§ **Problem description**:
Continue the piece on Zoom's suspension of the activists' accounts from the point where it stops.

§ **Page text**:
· · ·

If a time traveler could visit my pre-coronavirus self, they would probably give me one piece of advice: invest in Zoom.
COVID-19 thrust the virtual meeting platform into the spotlight this year, becoming the go-to resource for remote employment, education, and even socializing.
This coronavirus-induced image paints Zoom as a blossoming, relationship-oriented company—a hub for digital connection, innovation, and collaboration.
Recently, though, Zoom has come under fire for a different kind of collaboration: its potential cooperation with China.
Zoom shuts down Chinese activist accounts
Their names? Lee Cheuk-yan, Wang Dan, and Zhou Fengsuo.
Zoom recently suspended their accounts because of some Zoom meetings they hosted in early June on the subject of Tiananmen Square massacre commemoration.
According to Zoom, China notified the the company and demanded action:
"In May and early June, we were notified by the Chinese government about four large, public June 4th commemoration meetings on Zoom that were being publicized on social media, including meeting details. The Chinese government informed us that this activity is illegal in China and demanded that Zoom terminate the meetings and host accounts."
Using meeting metadata, Zoom was able to determine the presence of mainland China residents on three calls. Next, it decided to terminate the accounts of the meeting hosts, even though none of them reside in China. The activists reside in the United States.
Zoom says that was a mistake.
"We shut down the meetings instead of blocking the participants by country. We currently do not have the capability to block participants by country. We could have anticipated this need. While there would have been significant repercussions, we also could have kept the meetings running."
Now Zoom plans to take a different course of action:
- Zoom will not allow requests from the Chinese government to impact anyone outside of mainland China.
- Zoom is developing technology over the next several days that will enable us to remove or block at the participant level based on geography.

· · ·

§ **Exercise data**:
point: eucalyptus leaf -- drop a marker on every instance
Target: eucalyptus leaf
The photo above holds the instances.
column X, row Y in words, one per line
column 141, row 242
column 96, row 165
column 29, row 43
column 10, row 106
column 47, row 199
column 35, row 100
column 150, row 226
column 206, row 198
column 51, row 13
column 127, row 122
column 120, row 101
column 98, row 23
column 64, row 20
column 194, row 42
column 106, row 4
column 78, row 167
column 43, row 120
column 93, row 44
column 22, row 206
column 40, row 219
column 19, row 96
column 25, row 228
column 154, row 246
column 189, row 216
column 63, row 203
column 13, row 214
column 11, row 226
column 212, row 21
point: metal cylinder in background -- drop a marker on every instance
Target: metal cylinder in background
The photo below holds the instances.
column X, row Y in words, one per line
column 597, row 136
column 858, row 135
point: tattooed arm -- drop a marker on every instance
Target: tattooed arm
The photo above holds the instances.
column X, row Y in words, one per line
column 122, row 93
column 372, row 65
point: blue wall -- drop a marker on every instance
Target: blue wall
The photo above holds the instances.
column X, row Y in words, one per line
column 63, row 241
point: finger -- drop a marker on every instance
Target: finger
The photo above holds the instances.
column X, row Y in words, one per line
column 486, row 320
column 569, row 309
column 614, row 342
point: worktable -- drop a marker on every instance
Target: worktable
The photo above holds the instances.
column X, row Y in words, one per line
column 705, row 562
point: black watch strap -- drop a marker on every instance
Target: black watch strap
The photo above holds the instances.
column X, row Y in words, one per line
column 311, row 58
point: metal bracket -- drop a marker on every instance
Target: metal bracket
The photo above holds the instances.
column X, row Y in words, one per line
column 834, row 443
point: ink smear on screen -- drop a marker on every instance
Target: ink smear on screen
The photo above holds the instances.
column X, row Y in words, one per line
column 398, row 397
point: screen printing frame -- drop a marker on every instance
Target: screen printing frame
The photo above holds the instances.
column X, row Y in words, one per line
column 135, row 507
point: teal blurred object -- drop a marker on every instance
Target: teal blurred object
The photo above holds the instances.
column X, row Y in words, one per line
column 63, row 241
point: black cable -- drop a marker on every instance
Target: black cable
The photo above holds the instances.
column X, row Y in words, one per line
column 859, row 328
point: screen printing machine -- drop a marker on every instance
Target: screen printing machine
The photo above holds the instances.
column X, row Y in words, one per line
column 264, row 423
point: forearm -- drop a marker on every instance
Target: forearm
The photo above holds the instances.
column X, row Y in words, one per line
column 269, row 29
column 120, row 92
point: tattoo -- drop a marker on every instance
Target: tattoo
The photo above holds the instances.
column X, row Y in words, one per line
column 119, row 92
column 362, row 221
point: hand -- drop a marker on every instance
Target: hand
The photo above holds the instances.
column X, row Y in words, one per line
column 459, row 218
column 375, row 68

· · ·

§ **Answer for the task**:
- "We are improving our global policy to respond to these types of requests."
Now Congress is looking into Zoom's China response
Zoom explained its side of the story.
However, Congress now has questions about what is happening at Zoom.
In a letter to Zoom from the U.S. House of Representatives Committee on Energy and Commerce, members of Congress questioned Zoom's relationship with the Chinese Communist Party.
They have 10 questions for the virtual meeting platform, but here are three highlights:
- "As a U.S.-based company, please cite the 'local law' you claim to have complied with to justify suppressing the free speech of U.S.-based Chinese activists and identify the date on which you reinstated the accounts of such activists."
- "Please explain how and why Zoom collects information on Americans and what specific categories of information is collected."
- "Does Zoom have a data sharing agreement with the Chinese Communist Party or any Chinese state-owned entity? If yes, please explain what the agreement covers and why."
Zoom is already being sued for alleged privacy violations and has been on a wild roller-coaster like ride since the COVID-19 pandemic boosted its business and the intensity of the spotlight on the company.
Apparently, that wild ride is not over yet.